■ **Your instructions**
Nothing but the data itself, reproduced exactly, is the expected answer.

■ **Data**
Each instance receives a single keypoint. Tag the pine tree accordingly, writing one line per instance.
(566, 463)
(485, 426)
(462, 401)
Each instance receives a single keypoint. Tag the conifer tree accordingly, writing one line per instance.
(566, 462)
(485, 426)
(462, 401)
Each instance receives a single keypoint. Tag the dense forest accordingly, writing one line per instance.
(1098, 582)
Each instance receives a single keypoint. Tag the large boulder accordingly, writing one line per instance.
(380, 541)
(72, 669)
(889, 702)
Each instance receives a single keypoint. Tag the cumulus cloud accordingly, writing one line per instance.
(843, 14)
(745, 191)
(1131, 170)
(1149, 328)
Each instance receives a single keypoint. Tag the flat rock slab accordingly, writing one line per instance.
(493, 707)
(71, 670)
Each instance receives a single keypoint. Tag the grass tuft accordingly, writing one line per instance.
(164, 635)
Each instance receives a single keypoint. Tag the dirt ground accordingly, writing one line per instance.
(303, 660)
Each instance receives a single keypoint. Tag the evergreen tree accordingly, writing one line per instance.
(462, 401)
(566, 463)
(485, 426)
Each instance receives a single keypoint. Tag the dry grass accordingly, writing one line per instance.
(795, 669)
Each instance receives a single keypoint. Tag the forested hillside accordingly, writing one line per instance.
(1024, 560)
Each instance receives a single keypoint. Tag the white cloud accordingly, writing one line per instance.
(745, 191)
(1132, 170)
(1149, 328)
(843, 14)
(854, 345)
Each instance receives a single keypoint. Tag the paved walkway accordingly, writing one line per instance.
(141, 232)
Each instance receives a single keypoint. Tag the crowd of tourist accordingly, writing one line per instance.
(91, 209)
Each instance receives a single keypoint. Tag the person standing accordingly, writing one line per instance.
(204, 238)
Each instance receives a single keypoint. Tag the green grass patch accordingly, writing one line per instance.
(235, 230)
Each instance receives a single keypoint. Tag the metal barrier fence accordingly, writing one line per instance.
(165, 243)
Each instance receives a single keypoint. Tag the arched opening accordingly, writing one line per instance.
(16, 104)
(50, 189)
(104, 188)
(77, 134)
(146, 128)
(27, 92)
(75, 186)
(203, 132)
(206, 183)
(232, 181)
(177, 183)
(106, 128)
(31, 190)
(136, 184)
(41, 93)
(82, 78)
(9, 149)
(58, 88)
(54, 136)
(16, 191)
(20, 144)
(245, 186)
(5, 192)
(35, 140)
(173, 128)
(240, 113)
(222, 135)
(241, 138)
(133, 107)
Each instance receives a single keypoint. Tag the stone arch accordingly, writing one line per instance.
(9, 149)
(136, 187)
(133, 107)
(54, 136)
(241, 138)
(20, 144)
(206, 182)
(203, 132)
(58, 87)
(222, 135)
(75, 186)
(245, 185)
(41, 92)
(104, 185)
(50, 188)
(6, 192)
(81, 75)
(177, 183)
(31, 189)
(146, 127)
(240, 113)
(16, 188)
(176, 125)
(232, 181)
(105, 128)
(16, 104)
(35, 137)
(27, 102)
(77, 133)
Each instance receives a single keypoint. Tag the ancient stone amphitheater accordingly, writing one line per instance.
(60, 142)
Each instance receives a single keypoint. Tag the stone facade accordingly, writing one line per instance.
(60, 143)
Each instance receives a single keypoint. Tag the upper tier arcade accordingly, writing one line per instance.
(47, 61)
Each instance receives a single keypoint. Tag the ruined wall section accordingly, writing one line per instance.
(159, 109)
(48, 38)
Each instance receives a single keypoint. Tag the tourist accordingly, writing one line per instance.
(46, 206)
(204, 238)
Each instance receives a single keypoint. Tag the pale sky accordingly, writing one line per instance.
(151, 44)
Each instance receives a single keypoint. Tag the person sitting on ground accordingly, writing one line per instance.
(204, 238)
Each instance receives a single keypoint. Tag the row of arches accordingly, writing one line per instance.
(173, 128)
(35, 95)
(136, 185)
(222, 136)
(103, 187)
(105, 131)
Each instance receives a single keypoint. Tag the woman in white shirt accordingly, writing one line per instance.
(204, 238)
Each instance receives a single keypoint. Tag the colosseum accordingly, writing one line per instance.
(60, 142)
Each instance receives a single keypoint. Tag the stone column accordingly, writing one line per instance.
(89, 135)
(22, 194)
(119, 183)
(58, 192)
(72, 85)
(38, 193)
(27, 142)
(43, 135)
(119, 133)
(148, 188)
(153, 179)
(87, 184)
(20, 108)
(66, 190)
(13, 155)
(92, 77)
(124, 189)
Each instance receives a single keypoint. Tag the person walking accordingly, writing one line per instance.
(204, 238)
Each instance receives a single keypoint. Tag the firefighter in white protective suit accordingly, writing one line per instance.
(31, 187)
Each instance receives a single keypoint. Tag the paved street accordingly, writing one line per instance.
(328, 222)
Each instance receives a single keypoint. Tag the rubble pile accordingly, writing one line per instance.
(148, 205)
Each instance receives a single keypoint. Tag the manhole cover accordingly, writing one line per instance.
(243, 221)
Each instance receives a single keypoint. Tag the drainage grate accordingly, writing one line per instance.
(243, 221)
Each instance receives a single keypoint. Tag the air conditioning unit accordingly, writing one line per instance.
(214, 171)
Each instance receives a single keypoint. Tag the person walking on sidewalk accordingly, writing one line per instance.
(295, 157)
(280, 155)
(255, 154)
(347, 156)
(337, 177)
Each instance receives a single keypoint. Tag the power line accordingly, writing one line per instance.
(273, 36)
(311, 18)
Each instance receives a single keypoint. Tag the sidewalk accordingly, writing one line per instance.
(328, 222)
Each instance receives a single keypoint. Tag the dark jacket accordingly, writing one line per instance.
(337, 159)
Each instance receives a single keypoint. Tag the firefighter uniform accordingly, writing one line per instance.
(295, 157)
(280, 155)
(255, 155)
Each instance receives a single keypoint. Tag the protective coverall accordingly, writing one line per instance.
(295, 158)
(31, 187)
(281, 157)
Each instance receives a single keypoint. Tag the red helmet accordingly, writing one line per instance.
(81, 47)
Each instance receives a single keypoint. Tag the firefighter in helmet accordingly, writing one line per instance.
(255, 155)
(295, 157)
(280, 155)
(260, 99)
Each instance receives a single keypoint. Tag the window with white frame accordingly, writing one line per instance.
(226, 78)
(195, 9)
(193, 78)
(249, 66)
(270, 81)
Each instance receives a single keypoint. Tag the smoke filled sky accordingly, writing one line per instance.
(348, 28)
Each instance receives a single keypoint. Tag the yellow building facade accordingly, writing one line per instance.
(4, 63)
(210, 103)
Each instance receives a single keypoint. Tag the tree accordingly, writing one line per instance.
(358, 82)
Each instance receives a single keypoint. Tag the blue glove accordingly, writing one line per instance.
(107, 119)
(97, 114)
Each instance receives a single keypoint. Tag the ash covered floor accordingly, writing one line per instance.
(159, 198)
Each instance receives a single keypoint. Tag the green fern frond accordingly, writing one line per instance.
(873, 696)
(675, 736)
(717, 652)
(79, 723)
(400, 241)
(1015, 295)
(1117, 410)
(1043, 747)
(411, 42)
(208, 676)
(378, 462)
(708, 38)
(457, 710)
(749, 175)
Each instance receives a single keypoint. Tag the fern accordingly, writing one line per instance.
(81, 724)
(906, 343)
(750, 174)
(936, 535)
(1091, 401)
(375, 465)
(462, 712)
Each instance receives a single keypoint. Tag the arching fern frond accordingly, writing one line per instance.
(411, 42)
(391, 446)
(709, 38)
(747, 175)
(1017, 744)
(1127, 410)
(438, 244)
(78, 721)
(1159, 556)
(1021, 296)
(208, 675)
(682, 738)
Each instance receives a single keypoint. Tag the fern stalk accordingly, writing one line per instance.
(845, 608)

■ **Task response**
Each instance receives a single keypoint. Tag the pine tree accordingly, writing one line per instance.
(566, 463)
(485, 426)
(462, 401)
Each instance receives a single keypoint. Tag the conifer tree accordingly, writing one line per instance.
(566, 462)
(485, 426)
(462, 401)
Each instance receives a single keypoint. Tag the dense forest accordingly, writing one line per instance.
(1098, 582)
Each instance receives a single keypoint. Tag the large boulder accordingly, writing one line per instance.
(380, 541)
(72, 669)
(889, 702)
Each instance receives a single keypoint. Tag the cumulus cloud accordingly, writing one line per instance.
(843, 14)
(745, 191)
(1131, 170)
(1149, 328)
Each instance receives a single keypoint. Tag the flat rock slab accordingly, writing one line per instance.
(493, 707)
(71, 670)
Each instance receives a single keypoint. Tag the grass tuft accordingly, writing one line per instance.
(164, 635)
Each instance receives a single keypoint. Tag the dirt ground accordingly, writing one line per instance.
(303, 660)
Each instance receives a single keypoint. Tag the evergreen tree accordingly, writing one line per instance.
(462, 401)
(566, 463)
(485, 426)
Each instance receives a single keypoint. Tag the dry grass accordingly, writing one line per instance.
(795, 669)
Each instance receives a single keypoint. Tag the forested hillside accordingly, writing one line per instance.
(1024, 560)
Each instance receives a single keypoint. Tag the white cloud accordingly, writing one line per instance.
(745, 191)
(1132, 170)
(1149, 328)
(843, 14)
(854, 345)
Each instance receives a single keypoint. Tag the paved walkway accordingly, writing one line per instance.
(141, 232)
Each instance receives a single keypoint. Tag the crowd of tourist accordingly, writing one line per instance.
(91, 209)
Each instance receives a single keypoint. Tag the person standing accordingly, writing one line per instance.
(204, 238)
Each instance receives a single keypoint. Tag the green grass patch accordingly, writing one line per instance.
(235, 230)
Each instance receives a single keypoint. Tag the metal barrier fence accordingly, writing one line per instance.
(165, 243)
Each instance receives a single keypoint. Tag the arched opening accordingly, writing one line per instance.
(16, 104)
(50, 189)
(104, 188)
(77, 134)
(146, 128)
(27, 92)
(75, 186)
(203, 132)
(206, 183)
(232, 181)
(177, 183)
(106, 128)
(31, 190)
(136, 184)
(41, 93)
(82, 78)
(9, 149)
(58, 88)
(54, 136)
(16, 191)
(20, 144)
(245, 186)
(5, 192)
(35, 140)
(173, 128)
(240, 113)
(222, 135)
(241, 138)
(133, 107)
Each instance receives a single keypoint. Tag the stone arch accordingly, writing one line per instance.
(9, 149)
(136, 187)
(133, 107)
(54, 136)
(241, 138)
(20, 144)
(206, 182)
(203, 132)
(58, 87)
(222, 135)
(75, 186)
(245, 185)
(41, 92)
(104, 185)
(50, 188)
(6, 192)
(81, 75)
(177, 183)
(31, 189)
(146, 127)
(240, 113)
(16, 188)
(176, 125)
(232, 181)
(105, 128)
(16, 104)
(35, 137)
(27, 102)
(77, 133)
Each instance receives a single keypoint. Tag the ancient stone amphitheater accordingly, writing one line per instance.
(60, 142)
Each instance receives a single keypoint. Tag the stone facade accordingly, writing one line per instance.
(60, 143)
Each instance receives a single keypoint. Tag the upper tier arcade accordingly, writing one line per instance.
(47, 61)
Each instance receives a single keypoint. Tag the ruined wall section accordingly, writing one line per instance.
(159, 109)
(48, 38)
Each instance receives a single keypoint. Tag the tourist accordingly, writing one line per instance.
(46, 206)
(204, 238)
Each instance receives a single keypoint. Tag the pale sky accordingly, writing one line per instance.
(151, 44)
Each instance receives a single keypoint. Tag the person sitting on ground accordingly, writing one line per instance.
(204, 238)
Each instance receives a single keypoint. Tag the row of arches accordingly, writing one line per instance.
(173, 128)
(35, 95)
(136, 185)
(222, 136)
(103, 187)
(105, 131)
Each instance receives a single keypoint. Tag the woman in white shirt accordingly, writing one line per instance.
(204, 238)
Each instance receives a single keypoint. Tag the colosseum accordingly, writing one line per instance.
(60, 142)
Each instance receives a single keypoint. Tag the stone column accordingly, writing one line per instance.
(89, 135)
(22, 194)
(119, 183)
(58, 192)
(72, 85)
(38, 193)
(27, 142)
(43, 135)
(119, 133)
(148, 188)
(153, 179)
(87, 184)
(20, 108)
(66, 190)
(13, 155)
(92, 77)
(124, 189)
Each instance receives a single keypoint. Tag the person walking accordingly, writing one line per instance.
(204, 238)
Each instance receives a single keypoint. Tag the firefighter in white protective suit accordingly, writing one line per instance.
(31, 187)
Each instance receives a single keypoint. Tag the paved street accordingly, writing one line per instance.
(328, 222)
Each instance receives a single keypoint. Tag the rubble pile accordingly, writing one line per instance.
(148, 205)
Each instance receives a single keypoint. Tag the manhole cover accordingly, writing one line per instance.
(243, 221)
Each instance receives a single keypoint. Tag the drainage grate accordingly, writing one line per instance.
(243, 221)
Each instance receives a single keypoint. Tag the air conditioning unit accordingly, writing one line per instance.
(214, 171)
Each instance receives a single keypoint. Tag the person walking on sidewalk accordingly, writing one line per instance.
(295, 157)
(280, 155)
(255, 154)
(347, 156)
(337, 177)
Each instance receives a single keypoint. Tag the power line accordingly, writing one line per instance.
(273, 36)
(311, 18)
Each instance receives a single keypoint. Tag the sidewalk accordingly, writing one line per instance.
(328, 222)
Each instance receives a single keypoint. Tag the dark jacket accordingly, writing one line per instance.
(337, 159)
Each instance receives a single keypoint. Tag the firefighter uniform accordingly, writing one line per instance.
(295, 157)
(280, 155)
(255, 155)
Each instance receives a single keypoint. Tag the protective coverall accordingly, writing one line per instance.
(295, 158)
(31, 187)
(281, 157)
Each instance receives a single keypoint. Tag the red helmet accordingly, writing one line per instance.
(81, 47)
Each instance receives a single keypoint. Tag the firefighter in helmet accordingly, writing one line per instance.
(255, 155)
(295, 157)
(280, 155)
(260, 99)
Each instance receives a single keypoint. Tag the window with white frame accordingly, writing one line per instance.
(226, 78)
(195, 9)
(193, 78)
(249, 66)
(270, 81)
Each instance receives a single keypoint. Tag the smoke filled sky accordingly, writing one line per instance.
(348, 28)
Each instance receives a single keypoint. Tag the yellow building facade accordingly, writing one line per instance.
(4, 63)
(210, 103)
Each instance receives a single keypoint. Tag the tree accordingly, writing one line per instance.
(358, 82)
Each instance receives a single keypoint. Tag the blue glove accordingly, writing one line per instance.
(107, 119)
(97, 114)
Each instance receives a single keypoint. Tag the ash covered floor accordingly, writing one line per instance.
(159, 198)
Each instance receives a single keypoint. Tag the green fern frond accordingly, writing one line per instance.
(873, 696)
(675, 736)
(717, 652)
(79, 723)
(400, 241)
(1015, 295)
(1117, 410)
(1043, 747)
(411, 42)
(208, 676)
(378, 462)
(708, 38)
(457, 710)
(749, 175)
Each instance receives a single keypoint. Tag the fern accordingly, writing one line per instance.
(81, 724)
(906, 343)
(750, 174)
(936, 535)
(1091, 401)
(375, 465)
(462, 712)
Each instance receives a single keypoint. Tag the arching fern frond accordingly, writing one line per instance.
(411, 42)
(391, 446)
(709, 38)
(747, 175)
(1017, 744)
(1127, 410)
(438, 244)
(78, 721)
(1159, 556)
(1021, 296)
(208, 675)
(682, 738)
Each instance receives a single keypoint. Tag the fern stalk accordingly, writing one line per instance.
(845, 608)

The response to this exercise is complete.